### PAGE TEXT

--- Begin ---

Indeed, so strong is this desire for improvement that its satiation (or denial) leads inevitably towards stagnation and decay, unless channeled elsewhere.

This is why capitalism is such a good thing, because it channels this extraordinarily-powerful human instinct into a system of acquisition, a means of satisfying and improving one’s material existence.

But that restless spirit is not to be denied: because as soon as material wellbeing is assured, we set about to improve our social circumstances—and unfortunately, that kind of improvement is not always beneficial. Nevertheless, because the desire for improvement is so ingrained, we (incorrectly) assume that all social improvement is as beneficial to society as material improvement.

And here is where the rock meets a hard place. There is a limit on social progress. Sometimes, the attempt to gild the lily will result in something neither a lily nor a living flower, nor something as beautiful. The powerful urge which compelled decent men to abolish slavery was not sated by slavery’s abolition—instead, that same stronge urge has been applied to an ever-decreasing circumstance of the condition of racism, until at the end, as civil rights advocates discover, they have to work harder and harder to find evidence that the root condition still exists, and vestigial correction is made with the same degree of effort and urgency as was focused on the primary, and far worse one.

And at that point, the “progress” becomes something else—retrogression.

As I once told a fellow immigrant who was yet to settle here: “The central promise of this nation has been achieved. Everyone can vote; everyone has the same opportunities to live free and make something of themselves, and is bounded only by his talent and application. We’re only arguing over the details, now.”

And this is where the problems start. People often laugh at me when I refer to America as “Paradise”. How can that be, they ask, when there is so much wrong with this country?

Here’s the newsflash: There isn’t much wrong with this country.

In fact, the biggest problem we face is that a tremendous number of people either do not believe this, or are intent on subverting it for a variety of motives, or both.

Which brings me, finally, to Ted Kennedy.

Let me be clear that I’m not talking about Ted Kennedy personally, but rather Kennedy as the embodiment of the progressive impulse taken to its extreme, and applied inappropriately. When you read what follows, forget about Kennedy the man, and think of him instead as a representative of native-born American society.

Ted Kennedy was born into a life of plenty, and his youth shows the moral laxity and self-indulgence common to someone born into that condition, and with that limited set of skills. To his credit, once the Chappaquiddick incident was over, Kennedy settled into a life of the progressive dilettante; and thanks to his Massachusetts roots, a safe seat in Congress allowed him to play at this game, instead of simply becoming something like Paris Hilton (inherited wealth taken to its extreme degree of moral laxity and sef-indulgence).

What drives a man like Kennedy to espouse a social philosophy as flawed as the one he does? It’s a difficult question to answer: certainly, he’s had no lack of exposure to the world outside America, and has seen oppression and confinement of the human spirit in many places.

But he’s never had to live under those conditions. Protected by his enormous wealth, his Constititutional freedoms, his parliamentary privilege and his social standing, Kennedy has never had to think about basic principles, let alone strive to achieve them. And Kennedy is not a very intelligent man, either, so into such an empty vessel, an idealistic philosophy of equality, no matter how deeply flawed, could easily be poured.

--- End ---

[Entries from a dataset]
--- Begin ---

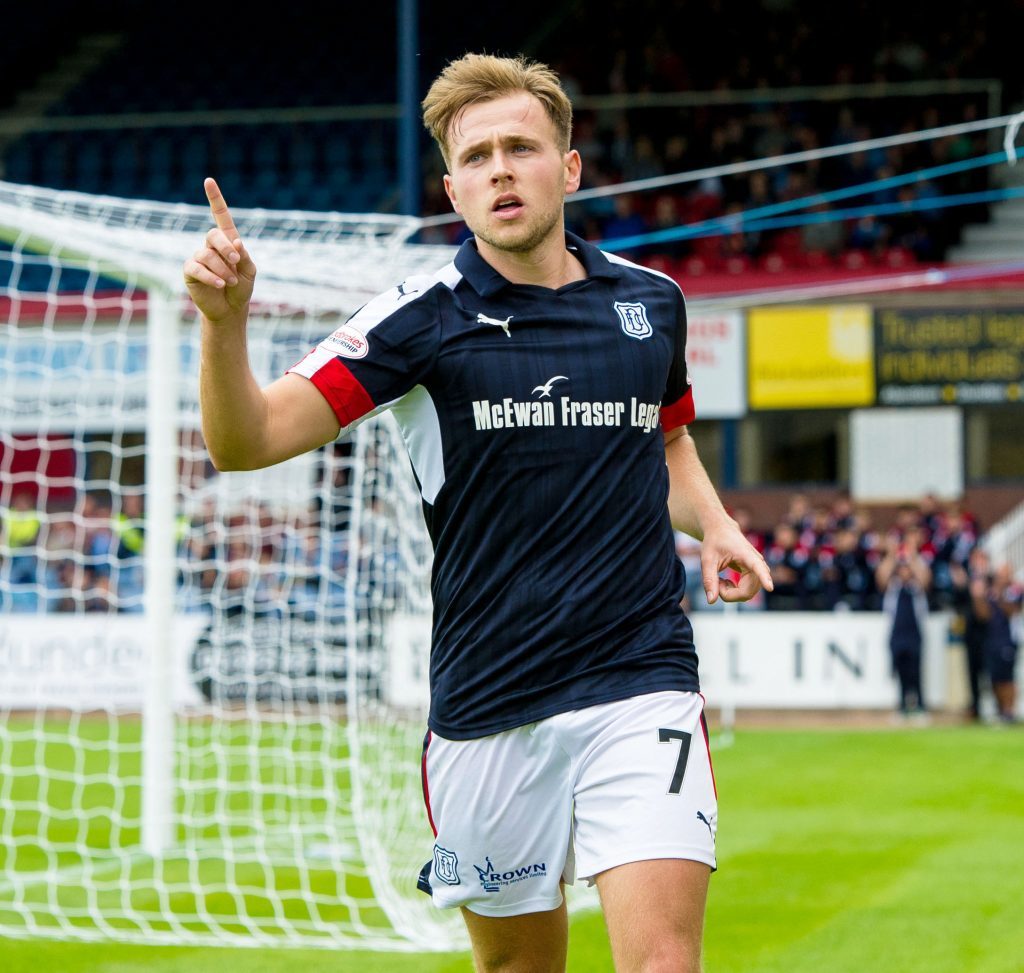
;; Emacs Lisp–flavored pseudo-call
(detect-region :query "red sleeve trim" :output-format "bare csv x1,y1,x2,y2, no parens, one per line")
309,358,375,427
662,386,696,432
420,730,436,838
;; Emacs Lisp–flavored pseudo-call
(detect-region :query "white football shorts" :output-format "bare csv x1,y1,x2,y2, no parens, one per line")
420,691,718,916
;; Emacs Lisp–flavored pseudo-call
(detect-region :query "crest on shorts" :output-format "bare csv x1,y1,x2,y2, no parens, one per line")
615,301,654,341
434,845,460,885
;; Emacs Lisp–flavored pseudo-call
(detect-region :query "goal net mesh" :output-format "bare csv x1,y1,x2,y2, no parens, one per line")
0,183,475,949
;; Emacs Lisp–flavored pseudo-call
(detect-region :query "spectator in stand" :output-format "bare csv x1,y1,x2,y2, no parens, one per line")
0,490,42,611
931,506,978,608
782,494,811,534
822,526,874,611
971,564,1021,723
604,194,649,257
876,536,932,717
111,491,145,611
950,547,991,720
765,521,808,611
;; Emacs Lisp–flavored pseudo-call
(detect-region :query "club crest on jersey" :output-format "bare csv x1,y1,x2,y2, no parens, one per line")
615,301,654,341
324,325,370,358
434,845,461,885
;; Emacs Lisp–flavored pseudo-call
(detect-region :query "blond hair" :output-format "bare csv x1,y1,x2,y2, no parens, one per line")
423,54,572,168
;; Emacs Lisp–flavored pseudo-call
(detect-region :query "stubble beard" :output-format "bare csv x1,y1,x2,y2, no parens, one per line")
470,201,562,253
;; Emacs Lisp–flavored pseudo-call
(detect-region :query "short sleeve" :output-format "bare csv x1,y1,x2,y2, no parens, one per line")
288,288,440,430
662,292,695,432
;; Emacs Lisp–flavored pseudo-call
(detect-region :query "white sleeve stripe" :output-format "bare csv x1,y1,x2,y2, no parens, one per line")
601,250,683,294
288,345,337,378
346,261,462,335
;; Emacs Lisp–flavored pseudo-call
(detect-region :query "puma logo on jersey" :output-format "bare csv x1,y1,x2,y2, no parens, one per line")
534,375,569,398
476,314,515,338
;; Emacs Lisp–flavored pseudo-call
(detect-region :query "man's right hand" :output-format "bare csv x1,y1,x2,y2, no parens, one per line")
183,178,256,323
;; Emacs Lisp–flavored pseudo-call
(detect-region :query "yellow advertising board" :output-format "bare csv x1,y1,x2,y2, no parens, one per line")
748,304,874,409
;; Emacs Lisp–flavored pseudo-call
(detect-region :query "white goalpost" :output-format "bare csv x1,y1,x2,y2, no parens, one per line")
0,183,475,950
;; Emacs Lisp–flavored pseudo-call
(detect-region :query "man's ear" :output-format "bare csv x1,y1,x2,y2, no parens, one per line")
564,149,583,196
444,172,462,214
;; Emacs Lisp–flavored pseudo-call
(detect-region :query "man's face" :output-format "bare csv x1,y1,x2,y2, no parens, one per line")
444,91,580,255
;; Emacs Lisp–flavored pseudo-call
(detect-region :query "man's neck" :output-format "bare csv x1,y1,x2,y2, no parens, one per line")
476,228,587,290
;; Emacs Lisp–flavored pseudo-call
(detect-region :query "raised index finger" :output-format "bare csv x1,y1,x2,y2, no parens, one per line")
203,176,239,237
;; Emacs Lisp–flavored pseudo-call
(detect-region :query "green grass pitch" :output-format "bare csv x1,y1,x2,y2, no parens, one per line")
0,727,1024,973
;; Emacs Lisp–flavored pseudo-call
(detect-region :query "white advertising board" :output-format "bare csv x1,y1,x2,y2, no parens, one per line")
0,615,209,711
691,611,949,710
686,311,746,419
0,611,949,711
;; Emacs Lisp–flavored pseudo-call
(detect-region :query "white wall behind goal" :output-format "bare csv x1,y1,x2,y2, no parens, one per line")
850,406,964,501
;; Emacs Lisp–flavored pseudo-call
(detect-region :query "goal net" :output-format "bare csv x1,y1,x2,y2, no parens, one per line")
0,183,471,949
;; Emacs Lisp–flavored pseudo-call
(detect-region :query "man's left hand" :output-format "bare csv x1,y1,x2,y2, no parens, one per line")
700,520,775,604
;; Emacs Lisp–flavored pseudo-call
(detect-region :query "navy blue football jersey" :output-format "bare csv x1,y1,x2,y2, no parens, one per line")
290,234,698,739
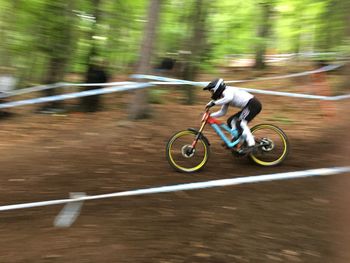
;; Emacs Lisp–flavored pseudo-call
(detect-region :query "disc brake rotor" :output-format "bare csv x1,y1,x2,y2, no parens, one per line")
181,145,196,158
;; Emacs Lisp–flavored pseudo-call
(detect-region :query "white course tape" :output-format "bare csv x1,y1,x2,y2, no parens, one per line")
0,81,135,99
236,87,350,100
0,83,152,109
131,64,343,86
0,166,350,211
131,75,350,100
53,193,86,227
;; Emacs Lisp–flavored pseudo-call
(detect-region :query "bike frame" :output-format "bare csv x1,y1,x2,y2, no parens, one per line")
192,110,241,148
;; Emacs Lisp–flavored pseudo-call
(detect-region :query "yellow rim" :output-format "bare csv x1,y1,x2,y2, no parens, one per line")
250,125,288,166
168,131,208,172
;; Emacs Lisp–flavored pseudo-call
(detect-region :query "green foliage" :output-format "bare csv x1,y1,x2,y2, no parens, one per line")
0,0,349,85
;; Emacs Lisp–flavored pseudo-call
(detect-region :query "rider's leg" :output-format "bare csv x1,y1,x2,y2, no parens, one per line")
227,111,242,139
240,120,255,147
239,98,261,153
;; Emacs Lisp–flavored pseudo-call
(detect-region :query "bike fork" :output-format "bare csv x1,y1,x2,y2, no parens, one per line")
191,122,207,149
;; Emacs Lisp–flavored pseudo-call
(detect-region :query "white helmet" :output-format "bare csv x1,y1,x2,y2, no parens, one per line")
203,79,226,100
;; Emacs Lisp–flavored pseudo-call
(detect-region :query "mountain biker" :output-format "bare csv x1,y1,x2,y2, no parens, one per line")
203,79,262,154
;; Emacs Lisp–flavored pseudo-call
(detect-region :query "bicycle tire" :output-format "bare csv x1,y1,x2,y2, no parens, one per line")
166,130,210,173
248,124,289,166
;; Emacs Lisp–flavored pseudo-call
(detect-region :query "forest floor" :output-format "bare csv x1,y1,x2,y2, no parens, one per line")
0,65,350,263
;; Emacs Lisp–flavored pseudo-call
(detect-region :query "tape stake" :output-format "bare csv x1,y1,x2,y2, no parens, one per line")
54,193,86,228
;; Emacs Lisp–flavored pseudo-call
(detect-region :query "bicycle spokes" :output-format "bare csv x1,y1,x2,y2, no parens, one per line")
250,124,289,166
166,130,209,172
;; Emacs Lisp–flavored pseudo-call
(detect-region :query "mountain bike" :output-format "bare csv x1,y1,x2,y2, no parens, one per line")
166,109,289,173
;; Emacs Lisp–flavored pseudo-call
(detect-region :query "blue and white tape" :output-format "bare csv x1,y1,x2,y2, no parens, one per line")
0,166,350,211
131,64,343,86
131,75,350,101
0,81,135,99
0,83,153,109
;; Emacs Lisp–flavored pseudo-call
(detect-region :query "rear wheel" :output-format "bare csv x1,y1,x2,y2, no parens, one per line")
249,124,289,166
166,130,210,173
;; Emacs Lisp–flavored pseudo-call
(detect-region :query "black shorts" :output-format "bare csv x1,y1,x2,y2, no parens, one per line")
227,97,262,129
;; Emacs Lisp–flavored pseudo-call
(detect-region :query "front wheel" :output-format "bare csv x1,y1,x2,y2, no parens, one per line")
166,130,210,173
249,124,289,166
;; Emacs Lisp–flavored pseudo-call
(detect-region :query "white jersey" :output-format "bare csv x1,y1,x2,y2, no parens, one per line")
211,87,254,117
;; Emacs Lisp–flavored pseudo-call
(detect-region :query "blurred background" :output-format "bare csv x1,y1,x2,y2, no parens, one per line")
0,0,350,87
0,0,350,263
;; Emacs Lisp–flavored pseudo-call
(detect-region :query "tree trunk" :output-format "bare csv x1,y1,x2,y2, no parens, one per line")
180,0,209,105
129,0,162,120
80,0,107,112
254,2,273,69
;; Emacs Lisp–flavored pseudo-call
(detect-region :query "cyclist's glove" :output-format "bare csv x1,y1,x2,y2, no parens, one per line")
205,100,215,109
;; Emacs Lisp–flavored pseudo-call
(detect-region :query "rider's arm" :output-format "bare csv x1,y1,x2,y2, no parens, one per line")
210,103,229,118
214,88,234,105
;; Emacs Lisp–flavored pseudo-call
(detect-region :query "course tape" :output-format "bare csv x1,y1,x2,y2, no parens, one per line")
131,64,343,86
0,83,152,109
131,75,350,101
0,166,350,211
0,81,134,99
0,64,343,98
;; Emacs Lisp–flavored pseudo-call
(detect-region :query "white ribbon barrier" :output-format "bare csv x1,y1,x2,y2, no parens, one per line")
0,166,350,211
0,82,153,109
131,75,350,101
131,64,343,86
0,64,343,98
0,81,134,99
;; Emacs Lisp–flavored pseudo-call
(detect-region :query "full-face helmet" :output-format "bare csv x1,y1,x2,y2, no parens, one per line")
203,79,226,100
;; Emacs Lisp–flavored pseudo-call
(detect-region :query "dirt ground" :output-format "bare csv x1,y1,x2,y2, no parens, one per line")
0,69,350,263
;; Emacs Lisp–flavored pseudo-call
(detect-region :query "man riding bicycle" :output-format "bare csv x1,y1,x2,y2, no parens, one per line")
203,79,262,154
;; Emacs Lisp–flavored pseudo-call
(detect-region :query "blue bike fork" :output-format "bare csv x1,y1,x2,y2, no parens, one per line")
211,123,240,148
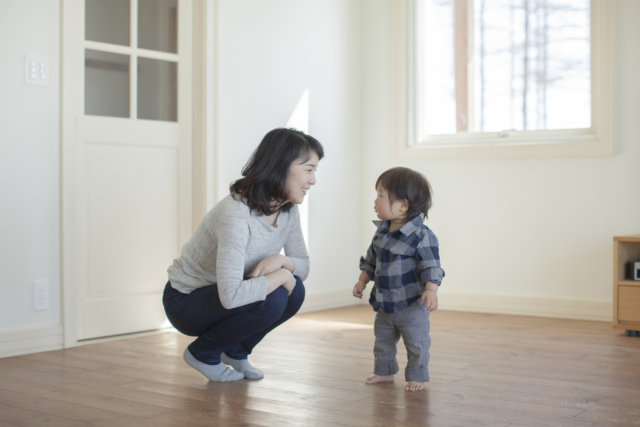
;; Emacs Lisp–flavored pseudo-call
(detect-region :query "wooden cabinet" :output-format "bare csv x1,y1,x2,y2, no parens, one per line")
613,234,640,331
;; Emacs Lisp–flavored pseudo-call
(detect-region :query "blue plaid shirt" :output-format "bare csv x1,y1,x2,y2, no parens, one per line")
360,215,444,314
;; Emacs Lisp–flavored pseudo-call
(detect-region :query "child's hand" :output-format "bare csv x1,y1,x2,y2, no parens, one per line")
420,290,438,311
353,280,367,299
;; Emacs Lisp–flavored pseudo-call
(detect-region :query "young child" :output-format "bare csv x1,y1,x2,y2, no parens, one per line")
353,167,444,391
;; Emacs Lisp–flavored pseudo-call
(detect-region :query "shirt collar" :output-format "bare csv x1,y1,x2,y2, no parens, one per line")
373,214,424,236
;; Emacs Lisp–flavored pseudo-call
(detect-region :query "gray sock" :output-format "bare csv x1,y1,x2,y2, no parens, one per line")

--- End ---

### WRITTEN PROBLEM A
Render this sentence from the essay on progress and Ted Kennedy in Spanish: "In fact, the biggest problem we face is that a tremendous number of people either do not believe this, or are intent on subverting it for a variety of motives, or both."
### WRITTEN PROBLEM B
Pick up the essay on progress and Ted Kennedy after its last sentence and write the next few paragraphs.

### EXERCISE RESPONSE A
De hecho, el mayor problema que enfrentamos es que un número enorme de personas o no lo cree, o está decidido a socavarlo por diversos motivos, o ambas cosas.

### EXERCISE RESPONSE B
(An interesting aside: even though they talk the same language, Kennedy and Jesse Jackson are poles apart. Jackson, simply put, is unqualified to do anything other than civil rights activism—and as Jackson has neither wealth, political power nor social privilege, this activism is now purely and simply a form of income. It’s behavior which adds a whole new dimension to the word “cynicism”. I wonder how he sleeps at night.)

It would be a mistake to think that my antipathy towards Ted Kennedy is based on some kind of wealth envy. After all, the drive to end slavery came not from poor people, nor from the slaves themselves, but from people with either enormous wealth or social standing, or both. So it’s obvious that good can come from all this—but only when there is a manifest wrong to be righted. After that, however, the returns diminish, but people refuse to believe that—so they strive ever harder, even though the effort is pretty much pointless.

It’s all about freedom—the danger being that in trying for ultimate, universal freedom, we sometimes end up making ourselves less free along the way. That’s not good, but it is redeemable.

The real point, though, is this: July 4th is the day on which we celebrate the first stirrings of our national freedom—and not just our nation’s freedom from foreign rule, but our own individual freedoms, which dated almost from that very day. It’s an important day—probably the most important holiday on our calendar—because it stands as our reminder.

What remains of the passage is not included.